• **Extracted data**
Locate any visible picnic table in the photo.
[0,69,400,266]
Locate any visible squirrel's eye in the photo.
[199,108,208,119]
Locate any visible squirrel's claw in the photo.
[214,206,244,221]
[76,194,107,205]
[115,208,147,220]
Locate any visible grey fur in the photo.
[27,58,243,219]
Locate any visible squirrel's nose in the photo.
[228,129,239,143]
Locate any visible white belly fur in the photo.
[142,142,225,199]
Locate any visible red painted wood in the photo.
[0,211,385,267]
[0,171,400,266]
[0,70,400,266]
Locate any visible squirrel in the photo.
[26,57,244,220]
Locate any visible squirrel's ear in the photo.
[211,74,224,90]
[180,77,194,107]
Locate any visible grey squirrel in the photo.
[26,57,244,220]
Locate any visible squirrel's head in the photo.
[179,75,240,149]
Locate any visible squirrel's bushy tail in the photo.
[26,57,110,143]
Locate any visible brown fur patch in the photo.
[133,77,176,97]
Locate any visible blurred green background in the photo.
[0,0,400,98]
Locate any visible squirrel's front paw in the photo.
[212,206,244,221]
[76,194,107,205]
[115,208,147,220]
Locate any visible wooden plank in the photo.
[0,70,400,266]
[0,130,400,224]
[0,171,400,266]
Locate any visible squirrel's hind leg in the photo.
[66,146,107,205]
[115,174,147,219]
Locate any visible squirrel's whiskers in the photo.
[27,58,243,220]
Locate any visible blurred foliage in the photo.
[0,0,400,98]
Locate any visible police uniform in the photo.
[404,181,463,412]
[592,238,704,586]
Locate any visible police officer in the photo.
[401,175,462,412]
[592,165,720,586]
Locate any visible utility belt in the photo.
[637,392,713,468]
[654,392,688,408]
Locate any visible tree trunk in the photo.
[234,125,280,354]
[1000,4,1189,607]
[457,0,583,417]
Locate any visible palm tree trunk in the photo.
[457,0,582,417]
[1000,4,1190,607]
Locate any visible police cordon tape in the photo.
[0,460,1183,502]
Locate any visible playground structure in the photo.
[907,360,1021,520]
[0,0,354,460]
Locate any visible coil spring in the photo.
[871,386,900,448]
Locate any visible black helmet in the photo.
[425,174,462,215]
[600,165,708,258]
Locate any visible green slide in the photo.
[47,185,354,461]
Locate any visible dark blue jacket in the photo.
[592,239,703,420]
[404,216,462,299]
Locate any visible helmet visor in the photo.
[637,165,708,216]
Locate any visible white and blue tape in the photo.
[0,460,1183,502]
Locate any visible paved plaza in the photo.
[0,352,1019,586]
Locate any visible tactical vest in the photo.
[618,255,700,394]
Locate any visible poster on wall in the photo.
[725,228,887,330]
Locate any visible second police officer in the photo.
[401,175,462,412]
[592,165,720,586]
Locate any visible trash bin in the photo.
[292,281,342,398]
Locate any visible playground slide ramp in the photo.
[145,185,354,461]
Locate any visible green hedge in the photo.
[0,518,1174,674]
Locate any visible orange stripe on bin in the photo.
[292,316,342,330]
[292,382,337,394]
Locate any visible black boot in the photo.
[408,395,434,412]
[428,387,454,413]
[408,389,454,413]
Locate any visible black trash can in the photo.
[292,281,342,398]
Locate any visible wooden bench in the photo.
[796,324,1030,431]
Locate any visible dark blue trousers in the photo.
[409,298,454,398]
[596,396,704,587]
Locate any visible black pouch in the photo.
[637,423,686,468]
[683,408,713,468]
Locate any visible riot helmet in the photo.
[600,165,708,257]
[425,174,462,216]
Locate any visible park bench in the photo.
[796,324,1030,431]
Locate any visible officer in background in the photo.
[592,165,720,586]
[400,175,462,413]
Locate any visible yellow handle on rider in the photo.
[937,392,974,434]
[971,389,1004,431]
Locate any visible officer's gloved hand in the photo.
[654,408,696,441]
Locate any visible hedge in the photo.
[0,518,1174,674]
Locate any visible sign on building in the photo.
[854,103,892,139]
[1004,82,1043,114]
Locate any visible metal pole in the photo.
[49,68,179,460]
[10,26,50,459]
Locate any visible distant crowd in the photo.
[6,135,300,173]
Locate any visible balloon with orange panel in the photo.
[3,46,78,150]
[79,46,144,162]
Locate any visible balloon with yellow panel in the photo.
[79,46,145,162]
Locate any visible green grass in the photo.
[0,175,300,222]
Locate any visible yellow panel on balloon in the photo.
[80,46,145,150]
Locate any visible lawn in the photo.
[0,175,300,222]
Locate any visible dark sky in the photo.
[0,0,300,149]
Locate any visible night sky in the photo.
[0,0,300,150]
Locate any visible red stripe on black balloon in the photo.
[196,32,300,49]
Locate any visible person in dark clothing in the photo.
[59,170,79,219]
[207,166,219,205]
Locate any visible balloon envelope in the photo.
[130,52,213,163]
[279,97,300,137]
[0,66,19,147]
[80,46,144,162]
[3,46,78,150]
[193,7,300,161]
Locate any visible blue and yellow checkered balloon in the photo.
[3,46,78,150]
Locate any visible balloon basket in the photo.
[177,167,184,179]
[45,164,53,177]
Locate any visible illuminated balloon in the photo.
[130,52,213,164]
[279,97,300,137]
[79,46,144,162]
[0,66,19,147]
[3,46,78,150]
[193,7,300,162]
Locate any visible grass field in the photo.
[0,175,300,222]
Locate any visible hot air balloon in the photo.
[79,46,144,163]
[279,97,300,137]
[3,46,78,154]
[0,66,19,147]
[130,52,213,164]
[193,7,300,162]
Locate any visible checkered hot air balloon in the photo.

• **Short problem**
Rescale the lines above, beginning at the line that contains "Locate any visible blue" and stopping after the line that contains "[45,164,53,177]". Repeat every one of those lines, leaving the wording lines as they are, and multiply each box coordinate by 2.35, rounding to whole numbers with halves rounded up.

• **Result for this task**
Locate any visible blue and yellow checkered balloon in the photo.
[7,108,183,353]
Locate any visible balloon basket in the photo.
[416,392,432,421]
[106,385,125,416]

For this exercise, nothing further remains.